## Set task:
Write out the passage below about the organist Johann Justus Kahle word for word, from "Johann Justus Kahle" to "Veltheim around 1704.".
++++ Passage shown ++++
Johann Justus Kahle (11 February 1668 in Helmstedt – c. 1731 in Clausthal-Zellerfeld) was a German organist and composer.

Life 
He was born, son of the baker Bathold Kahle, on 11 February 1668, and christened on 12 April 1668 in the church . Nothing is known of his childhood; and his name cannot be found in the records of the Academia Julia. He was first organist at St. Stephani, then he moved to be organist at Zellerfeld.

He is known today only through the discovery in the library in Ostrava of his church consecration cantatas which he composed on behalf of Otto Ludwig von Veltheim around 1704.
++++ Provided information ++++
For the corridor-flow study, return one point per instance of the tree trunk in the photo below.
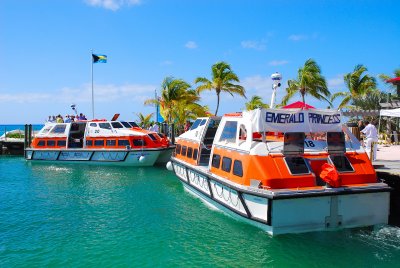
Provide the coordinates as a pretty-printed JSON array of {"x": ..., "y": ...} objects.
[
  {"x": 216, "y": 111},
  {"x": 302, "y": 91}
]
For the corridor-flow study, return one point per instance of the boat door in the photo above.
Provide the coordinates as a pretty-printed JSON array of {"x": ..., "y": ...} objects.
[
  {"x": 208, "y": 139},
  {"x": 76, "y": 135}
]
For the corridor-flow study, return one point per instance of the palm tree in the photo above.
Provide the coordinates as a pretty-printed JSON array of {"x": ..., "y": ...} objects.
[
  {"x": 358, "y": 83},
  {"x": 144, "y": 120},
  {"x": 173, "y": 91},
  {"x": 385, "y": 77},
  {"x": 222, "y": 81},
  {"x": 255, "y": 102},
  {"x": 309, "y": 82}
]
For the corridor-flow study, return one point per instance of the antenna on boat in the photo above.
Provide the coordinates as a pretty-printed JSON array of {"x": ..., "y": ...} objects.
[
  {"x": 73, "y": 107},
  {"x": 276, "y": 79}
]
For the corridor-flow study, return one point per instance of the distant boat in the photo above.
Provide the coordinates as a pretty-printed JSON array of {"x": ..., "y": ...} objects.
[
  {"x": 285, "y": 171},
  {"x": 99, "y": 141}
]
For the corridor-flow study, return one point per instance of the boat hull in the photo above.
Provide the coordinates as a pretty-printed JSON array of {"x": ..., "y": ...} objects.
++++
++++ Provided information ++++
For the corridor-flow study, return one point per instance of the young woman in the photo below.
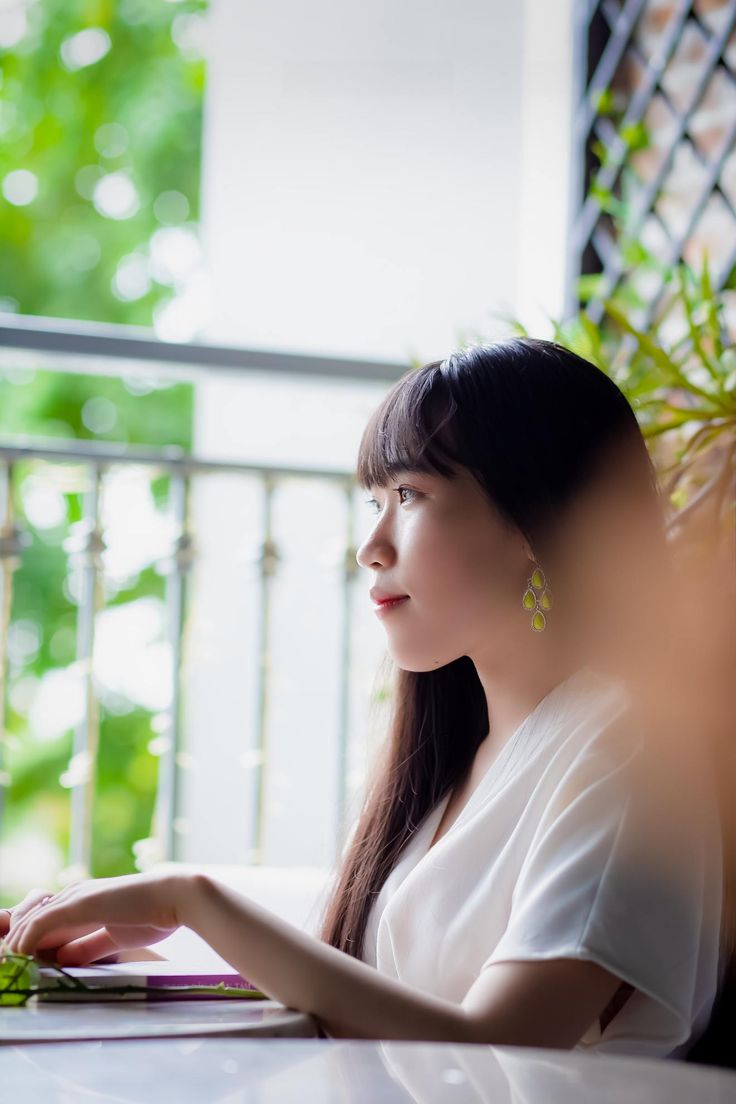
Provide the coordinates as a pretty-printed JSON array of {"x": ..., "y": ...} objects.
++++
++++ Provided information ++++
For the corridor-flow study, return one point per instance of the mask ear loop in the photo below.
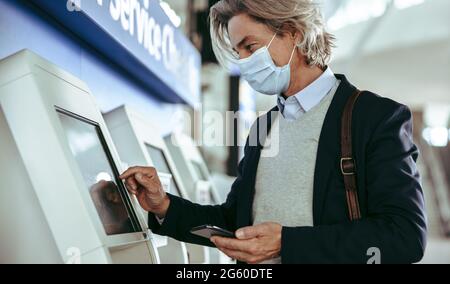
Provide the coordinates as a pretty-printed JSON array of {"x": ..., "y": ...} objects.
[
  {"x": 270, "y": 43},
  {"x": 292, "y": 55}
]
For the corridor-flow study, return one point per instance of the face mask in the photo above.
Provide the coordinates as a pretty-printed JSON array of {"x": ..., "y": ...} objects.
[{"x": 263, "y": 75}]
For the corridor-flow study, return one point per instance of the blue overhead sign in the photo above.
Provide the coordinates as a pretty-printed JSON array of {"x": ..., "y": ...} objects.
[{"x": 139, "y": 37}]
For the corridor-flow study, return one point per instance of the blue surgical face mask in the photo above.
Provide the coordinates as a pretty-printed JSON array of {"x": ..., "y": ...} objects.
++++
## Task output:
Johann Justus Kahle (11 February 1668 in Helmstedt – c. 1731 in Clausthal-Zellerfeld) was a German organist and composer.

Life 
He was born, son of the baker Bathold Kahle, on 11 February 1668, and christened on 12 April 1668 in the church . Nothing is known of his childhood; and his name cannot be found in the records of the Academia Julia. He was first organist at St. Stephani, then he moved to be organist at Zellerfeld.

He is known today only through the discovery in the library in Ostrava of his church consecration cantatas which he composed on behalf of Otto Ludwig von Veltheim around 1704.